***** Listed entries

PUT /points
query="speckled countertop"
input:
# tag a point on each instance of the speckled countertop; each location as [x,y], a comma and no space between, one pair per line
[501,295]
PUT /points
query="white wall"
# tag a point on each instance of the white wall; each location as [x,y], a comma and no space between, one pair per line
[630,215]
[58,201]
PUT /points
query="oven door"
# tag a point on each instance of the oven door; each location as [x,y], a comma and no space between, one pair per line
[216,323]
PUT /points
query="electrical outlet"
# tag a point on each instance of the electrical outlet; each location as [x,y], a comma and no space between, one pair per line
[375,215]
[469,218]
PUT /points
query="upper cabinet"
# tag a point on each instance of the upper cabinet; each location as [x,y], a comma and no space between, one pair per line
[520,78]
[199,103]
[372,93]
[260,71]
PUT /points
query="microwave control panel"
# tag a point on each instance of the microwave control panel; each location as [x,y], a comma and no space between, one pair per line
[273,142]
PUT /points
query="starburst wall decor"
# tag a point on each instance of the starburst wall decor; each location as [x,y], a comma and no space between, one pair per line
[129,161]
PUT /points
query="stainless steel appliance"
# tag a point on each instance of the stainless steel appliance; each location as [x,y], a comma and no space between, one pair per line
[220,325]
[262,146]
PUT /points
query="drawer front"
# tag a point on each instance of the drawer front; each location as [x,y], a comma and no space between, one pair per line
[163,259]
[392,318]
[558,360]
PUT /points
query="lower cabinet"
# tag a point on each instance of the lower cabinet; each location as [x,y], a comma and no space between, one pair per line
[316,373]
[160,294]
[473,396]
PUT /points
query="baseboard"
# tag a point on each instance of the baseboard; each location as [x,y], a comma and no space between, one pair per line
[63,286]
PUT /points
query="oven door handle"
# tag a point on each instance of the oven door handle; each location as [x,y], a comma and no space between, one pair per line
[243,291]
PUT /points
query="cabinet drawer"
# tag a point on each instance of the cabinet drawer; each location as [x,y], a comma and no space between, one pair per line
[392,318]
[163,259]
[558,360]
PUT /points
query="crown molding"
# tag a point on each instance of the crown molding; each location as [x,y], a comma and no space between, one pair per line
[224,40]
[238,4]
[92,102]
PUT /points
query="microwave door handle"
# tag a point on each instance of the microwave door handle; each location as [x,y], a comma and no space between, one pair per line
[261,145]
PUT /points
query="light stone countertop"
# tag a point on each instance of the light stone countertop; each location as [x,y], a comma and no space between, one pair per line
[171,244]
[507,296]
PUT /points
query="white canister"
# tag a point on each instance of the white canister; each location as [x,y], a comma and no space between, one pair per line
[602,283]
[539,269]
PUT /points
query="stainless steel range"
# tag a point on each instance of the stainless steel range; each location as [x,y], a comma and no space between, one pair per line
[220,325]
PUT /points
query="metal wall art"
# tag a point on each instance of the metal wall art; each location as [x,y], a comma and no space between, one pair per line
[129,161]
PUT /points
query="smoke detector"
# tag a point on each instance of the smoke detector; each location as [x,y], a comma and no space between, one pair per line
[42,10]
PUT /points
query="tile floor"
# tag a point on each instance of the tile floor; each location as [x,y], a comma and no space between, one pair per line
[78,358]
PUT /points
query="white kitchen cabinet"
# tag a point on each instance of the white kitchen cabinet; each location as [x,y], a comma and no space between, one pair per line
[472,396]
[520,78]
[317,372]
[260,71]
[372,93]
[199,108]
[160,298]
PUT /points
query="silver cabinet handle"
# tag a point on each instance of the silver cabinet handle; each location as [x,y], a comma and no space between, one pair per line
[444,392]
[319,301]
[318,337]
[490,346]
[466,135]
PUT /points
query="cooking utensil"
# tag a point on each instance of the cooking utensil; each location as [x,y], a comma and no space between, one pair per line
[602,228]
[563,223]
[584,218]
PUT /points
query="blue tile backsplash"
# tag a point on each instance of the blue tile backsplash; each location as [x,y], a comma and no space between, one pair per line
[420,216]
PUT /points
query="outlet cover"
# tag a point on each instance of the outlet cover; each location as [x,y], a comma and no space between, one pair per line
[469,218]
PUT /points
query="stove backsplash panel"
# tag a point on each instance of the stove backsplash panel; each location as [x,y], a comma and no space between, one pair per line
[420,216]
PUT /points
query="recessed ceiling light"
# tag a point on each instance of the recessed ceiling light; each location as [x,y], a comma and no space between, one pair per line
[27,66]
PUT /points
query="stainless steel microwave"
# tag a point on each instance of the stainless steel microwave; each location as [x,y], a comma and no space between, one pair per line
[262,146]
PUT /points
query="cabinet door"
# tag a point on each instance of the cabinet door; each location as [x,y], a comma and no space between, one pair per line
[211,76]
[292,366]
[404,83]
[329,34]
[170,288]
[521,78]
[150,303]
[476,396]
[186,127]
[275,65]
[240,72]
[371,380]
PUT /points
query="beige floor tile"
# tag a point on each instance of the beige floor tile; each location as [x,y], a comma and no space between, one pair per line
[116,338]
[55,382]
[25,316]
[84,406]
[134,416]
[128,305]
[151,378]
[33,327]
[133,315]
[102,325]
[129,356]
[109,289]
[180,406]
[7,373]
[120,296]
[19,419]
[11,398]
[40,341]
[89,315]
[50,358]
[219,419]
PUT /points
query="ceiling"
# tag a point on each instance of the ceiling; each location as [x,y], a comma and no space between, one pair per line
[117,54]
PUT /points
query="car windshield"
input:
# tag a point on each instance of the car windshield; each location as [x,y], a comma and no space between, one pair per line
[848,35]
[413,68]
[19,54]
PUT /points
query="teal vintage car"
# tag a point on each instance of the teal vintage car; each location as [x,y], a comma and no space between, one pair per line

**********

Collect every line of the items that contains the string "windshield" and list those lines in the order they appear.

query="car windshield"
# tag a point on each instance of the car windshield; each location as [x,y], a comma and no space between, one pair per line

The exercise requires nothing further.